**Aim**: Locate every line in the material below that contains the string "house", and copy each of those lines in full. Treat the match as case-sensitive.

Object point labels
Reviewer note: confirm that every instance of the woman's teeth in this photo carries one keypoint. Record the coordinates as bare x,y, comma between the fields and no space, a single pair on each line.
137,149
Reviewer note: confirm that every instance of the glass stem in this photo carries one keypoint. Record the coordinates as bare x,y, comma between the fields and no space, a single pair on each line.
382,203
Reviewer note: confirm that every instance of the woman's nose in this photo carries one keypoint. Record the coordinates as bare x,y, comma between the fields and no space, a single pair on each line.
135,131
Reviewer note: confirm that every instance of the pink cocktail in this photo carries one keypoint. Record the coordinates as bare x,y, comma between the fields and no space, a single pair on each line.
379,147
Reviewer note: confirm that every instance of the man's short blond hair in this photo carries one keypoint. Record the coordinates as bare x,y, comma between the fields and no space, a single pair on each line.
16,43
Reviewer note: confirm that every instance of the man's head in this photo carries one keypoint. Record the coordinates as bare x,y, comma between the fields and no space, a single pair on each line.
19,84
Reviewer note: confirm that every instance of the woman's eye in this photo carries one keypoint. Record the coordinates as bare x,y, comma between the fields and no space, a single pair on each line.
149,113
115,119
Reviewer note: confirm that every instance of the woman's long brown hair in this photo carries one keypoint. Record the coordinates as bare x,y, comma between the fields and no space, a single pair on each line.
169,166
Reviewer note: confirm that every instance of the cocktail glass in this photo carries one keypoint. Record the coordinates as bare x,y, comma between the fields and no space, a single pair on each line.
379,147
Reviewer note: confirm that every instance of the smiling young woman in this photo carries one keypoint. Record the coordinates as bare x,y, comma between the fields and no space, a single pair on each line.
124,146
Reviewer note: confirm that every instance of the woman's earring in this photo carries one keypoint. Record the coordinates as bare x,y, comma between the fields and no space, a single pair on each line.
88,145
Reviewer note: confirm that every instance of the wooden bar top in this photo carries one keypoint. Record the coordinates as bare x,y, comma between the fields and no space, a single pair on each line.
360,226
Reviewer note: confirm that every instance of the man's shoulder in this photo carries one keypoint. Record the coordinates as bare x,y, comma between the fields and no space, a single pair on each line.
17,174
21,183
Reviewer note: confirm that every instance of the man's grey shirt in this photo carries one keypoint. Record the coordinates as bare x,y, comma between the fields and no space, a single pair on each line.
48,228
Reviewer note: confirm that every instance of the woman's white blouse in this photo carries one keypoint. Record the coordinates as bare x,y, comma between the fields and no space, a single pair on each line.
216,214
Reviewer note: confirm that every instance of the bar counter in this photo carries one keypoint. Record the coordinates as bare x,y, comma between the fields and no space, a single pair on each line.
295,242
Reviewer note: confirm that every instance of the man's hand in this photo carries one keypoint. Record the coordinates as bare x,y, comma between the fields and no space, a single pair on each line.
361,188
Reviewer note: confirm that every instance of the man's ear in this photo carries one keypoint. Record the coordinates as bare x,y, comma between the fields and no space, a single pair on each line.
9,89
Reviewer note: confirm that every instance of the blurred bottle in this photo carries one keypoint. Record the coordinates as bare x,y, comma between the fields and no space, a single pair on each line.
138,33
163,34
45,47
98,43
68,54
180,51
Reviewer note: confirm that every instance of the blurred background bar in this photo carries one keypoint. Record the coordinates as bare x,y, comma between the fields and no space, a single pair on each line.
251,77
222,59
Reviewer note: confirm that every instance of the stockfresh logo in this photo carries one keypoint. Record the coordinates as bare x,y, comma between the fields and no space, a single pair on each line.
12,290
* * *
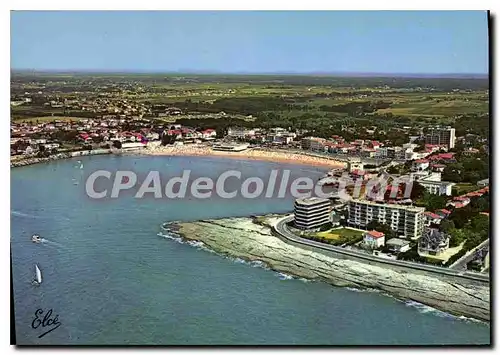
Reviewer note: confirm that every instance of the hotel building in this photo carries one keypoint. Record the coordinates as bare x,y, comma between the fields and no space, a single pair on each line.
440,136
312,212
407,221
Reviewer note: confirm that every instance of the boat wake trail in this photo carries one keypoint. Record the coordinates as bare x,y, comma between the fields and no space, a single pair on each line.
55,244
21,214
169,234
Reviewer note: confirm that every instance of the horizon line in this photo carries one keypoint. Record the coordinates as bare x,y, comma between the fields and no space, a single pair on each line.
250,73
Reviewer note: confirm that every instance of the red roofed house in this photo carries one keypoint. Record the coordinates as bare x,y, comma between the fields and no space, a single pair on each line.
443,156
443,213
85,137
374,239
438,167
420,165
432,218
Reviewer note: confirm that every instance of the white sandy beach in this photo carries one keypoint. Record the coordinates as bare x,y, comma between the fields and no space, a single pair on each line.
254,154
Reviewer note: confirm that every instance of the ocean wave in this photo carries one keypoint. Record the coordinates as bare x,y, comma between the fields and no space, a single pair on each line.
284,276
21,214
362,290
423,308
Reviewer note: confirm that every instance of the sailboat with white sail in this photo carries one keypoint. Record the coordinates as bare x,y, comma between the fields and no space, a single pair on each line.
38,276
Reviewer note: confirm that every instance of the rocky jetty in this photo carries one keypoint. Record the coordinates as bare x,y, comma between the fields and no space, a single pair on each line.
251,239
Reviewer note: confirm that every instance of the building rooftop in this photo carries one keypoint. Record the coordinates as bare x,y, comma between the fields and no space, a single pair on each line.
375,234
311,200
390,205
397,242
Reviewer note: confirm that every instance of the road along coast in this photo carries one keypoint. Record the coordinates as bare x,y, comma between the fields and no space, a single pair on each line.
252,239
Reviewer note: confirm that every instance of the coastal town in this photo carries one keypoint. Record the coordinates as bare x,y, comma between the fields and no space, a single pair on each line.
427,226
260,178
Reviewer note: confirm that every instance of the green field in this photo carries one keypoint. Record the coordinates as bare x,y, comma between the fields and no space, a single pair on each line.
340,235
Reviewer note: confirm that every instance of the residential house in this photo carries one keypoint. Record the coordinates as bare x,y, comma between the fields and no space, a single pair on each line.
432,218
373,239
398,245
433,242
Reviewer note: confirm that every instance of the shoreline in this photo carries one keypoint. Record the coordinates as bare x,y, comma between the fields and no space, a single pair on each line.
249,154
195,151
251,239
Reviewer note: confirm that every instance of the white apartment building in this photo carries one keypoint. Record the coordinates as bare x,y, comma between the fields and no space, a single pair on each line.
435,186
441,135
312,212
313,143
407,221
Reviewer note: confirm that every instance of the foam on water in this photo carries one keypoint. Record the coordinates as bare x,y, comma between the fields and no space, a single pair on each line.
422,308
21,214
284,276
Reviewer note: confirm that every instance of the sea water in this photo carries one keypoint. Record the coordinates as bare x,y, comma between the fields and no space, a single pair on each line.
==
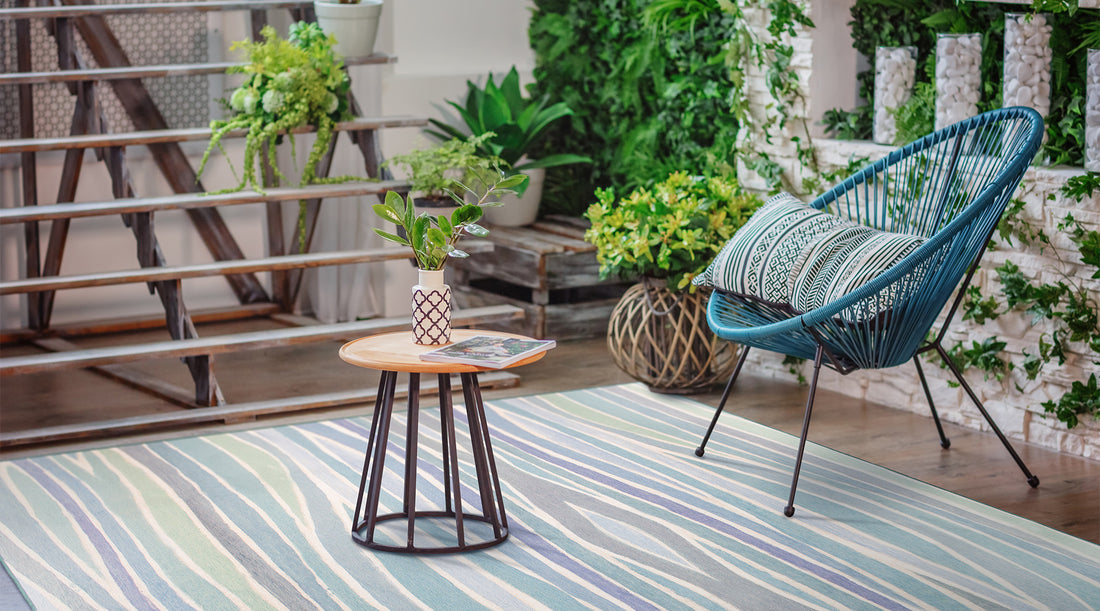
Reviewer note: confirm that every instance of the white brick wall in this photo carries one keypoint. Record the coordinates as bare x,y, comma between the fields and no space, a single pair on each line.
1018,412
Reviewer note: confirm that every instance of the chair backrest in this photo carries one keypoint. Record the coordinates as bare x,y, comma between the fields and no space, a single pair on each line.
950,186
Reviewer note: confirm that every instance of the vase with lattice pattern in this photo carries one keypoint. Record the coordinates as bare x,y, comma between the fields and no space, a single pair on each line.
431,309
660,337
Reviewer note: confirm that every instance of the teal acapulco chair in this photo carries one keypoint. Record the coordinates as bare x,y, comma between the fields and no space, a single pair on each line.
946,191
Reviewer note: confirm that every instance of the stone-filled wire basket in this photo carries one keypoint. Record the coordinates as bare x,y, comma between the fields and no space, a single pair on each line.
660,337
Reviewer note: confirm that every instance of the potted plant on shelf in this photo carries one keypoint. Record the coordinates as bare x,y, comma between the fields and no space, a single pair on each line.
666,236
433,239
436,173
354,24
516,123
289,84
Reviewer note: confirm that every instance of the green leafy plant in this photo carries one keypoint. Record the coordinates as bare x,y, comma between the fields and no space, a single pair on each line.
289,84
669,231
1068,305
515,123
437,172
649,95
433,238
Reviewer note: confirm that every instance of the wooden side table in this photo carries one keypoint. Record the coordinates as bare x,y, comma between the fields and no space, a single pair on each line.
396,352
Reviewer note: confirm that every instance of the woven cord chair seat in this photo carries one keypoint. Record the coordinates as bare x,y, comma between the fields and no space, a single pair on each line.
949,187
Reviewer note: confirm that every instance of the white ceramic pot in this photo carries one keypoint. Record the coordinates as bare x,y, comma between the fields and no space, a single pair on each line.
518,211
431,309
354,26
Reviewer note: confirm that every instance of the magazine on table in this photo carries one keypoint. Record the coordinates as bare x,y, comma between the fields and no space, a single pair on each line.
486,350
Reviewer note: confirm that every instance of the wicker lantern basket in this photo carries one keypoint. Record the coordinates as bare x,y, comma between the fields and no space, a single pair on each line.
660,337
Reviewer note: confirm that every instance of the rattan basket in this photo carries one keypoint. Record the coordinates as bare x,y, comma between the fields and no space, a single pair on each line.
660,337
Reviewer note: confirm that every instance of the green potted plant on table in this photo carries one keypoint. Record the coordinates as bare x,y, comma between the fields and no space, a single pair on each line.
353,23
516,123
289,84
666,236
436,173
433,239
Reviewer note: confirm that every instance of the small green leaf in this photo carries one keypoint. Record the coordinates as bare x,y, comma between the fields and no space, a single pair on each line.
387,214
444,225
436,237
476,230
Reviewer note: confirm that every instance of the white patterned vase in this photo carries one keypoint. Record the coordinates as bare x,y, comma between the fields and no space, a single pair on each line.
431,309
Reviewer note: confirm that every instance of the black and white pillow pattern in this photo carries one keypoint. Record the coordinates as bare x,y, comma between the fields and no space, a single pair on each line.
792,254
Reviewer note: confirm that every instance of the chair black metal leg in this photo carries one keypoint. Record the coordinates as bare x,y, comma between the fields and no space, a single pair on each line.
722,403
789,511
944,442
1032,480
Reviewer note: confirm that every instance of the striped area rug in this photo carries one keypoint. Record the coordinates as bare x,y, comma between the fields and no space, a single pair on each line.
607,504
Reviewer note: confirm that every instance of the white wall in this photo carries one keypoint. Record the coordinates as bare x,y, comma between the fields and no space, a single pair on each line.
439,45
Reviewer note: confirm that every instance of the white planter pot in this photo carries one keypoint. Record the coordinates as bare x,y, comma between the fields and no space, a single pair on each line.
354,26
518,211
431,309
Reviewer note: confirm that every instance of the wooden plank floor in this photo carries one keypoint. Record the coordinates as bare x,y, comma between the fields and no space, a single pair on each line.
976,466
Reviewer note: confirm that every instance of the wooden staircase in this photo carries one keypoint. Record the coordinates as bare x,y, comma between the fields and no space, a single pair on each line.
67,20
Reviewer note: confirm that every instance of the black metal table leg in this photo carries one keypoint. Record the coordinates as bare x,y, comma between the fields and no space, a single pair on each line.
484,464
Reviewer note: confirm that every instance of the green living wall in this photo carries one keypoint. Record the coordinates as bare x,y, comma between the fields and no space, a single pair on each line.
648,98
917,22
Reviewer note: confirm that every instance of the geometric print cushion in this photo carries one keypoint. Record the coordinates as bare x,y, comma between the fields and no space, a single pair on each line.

**Finished answer**:
Reviewer note: confirm that every instance of the red roofed house in this photo carries one keypoint. Record the coordinates as bare x,y, comma between the fields and no space, a single pair on each line.
Reviewer note: confirm that every instance of the residential house in this photo carries one keypoint. Record the coordinates as bare x,y, comma between the fields and no space, a single pair on each line.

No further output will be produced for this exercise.